Tugas Anda:
[1] Tuliskan kembali bagian teks tentang Soedirman antara "Pada masa pendudukan" dan "dari bahaya kelaparan.", termasuk kedua ujungnya. Tukar kata "koperasi" dengan "lumbung padi".
[2] Jawablah pertanyaan berikut berdasarkan teks tentang Soedirman.
(a) Siapa yang menulis buku tentang pribadi Soedirman?
(b) Apa yang didirikan Soedirman untuk menolong rakyat dari bahaya kelaparan?
(c) Soedirman pernah menjadi anggota Dewan Perwakilan Rakyat di karesidenan mana?

Teks:
Soedirman dikenal oleh orang-orang di sekitarnya dengan
pribadinya yang teguh pada prinsip dan keyakinan, dimana ia selalu
mengedepankan kepentingan masyarakat banyak dan bangsa di atas kepentingan
pribadinya, bahkan kesehatannya sendiri. Pribadinya tersebut ditulis dalam
sebuah buku oleh Tjokropranolo, pengawal
pribadinya semasa gerilya, sebagai seorang yang selalu konsisten dan konsekuen
dalam membela kepentingan tanah air, bangsa, dan negara.
Pada masa pendudukan Jepang ini, Soedirman pernah menjadi
anggota Badan Pengurus Makanan Rakyat dan anggota Dewan
Perwakilan Rakyat Karesidenan Banyumas. Dalam saat ini ia mendirikan koperasi untuk menolong
rakyat dari bahaya kelaparan.

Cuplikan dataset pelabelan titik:

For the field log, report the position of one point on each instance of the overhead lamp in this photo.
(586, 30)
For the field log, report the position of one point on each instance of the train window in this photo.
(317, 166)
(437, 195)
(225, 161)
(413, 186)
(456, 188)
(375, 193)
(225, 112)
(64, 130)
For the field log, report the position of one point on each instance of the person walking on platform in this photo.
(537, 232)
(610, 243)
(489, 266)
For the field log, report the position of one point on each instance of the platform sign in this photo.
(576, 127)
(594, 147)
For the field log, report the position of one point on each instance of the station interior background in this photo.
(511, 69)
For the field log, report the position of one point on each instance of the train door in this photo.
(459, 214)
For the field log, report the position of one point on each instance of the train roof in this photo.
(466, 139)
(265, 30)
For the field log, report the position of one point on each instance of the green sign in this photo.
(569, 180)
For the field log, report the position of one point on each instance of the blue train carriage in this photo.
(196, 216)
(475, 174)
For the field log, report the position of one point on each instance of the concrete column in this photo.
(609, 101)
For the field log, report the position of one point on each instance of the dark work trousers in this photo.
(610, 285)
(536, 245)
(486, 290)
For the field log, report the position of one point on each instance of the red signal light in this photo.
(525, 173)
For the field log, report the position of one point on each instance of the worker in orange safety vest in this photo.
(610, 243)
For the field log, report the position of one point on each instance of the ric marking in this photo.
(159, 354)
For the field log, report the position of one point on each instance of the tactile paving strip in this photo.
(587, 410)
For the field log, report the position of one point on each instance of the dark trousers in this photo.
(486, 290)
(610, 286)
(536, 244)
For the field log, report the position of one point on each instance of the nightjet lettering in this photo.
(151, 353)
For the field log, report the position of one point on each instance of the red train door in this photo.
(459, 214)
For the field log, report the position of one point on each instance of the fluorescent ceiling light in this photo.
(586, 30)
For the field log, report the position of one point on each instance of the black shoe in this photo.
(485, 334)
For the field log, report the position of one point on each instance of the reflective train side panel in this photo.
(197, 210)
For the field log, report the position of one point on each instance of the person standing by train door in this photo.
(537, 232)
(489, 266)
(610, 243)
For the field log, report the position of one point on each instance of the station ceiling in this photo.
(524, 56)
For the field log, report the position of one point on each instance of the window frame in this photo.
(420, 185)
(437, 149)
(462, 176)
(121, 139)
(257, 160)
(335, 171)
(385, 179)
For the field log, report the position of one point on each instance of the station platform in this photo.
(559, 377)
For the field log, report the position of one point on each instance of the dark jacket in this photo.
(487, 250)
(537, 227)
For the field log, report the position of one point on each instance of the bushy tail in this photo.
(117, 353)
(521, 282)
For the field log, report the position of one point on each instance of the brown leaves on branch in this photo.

Jawaban:
[1]
Pada masa pendudukan Jepang ini, Soedirman pernah menjadi
anggota Badan Pengurus Makanan Rakyat dan anggota Dewan
Perwakilan Rakyat Karesidenan Banyumas. Dalam saat ini ia mendirikan lumbung padi untuk menolong
rakyat dari bahaya kelaparan.

[2]
(a) Tjokropranolo, pengawal pribadinya semasa gerilya.
(b) Koperasi.
(c) Karesidenan Banyumas.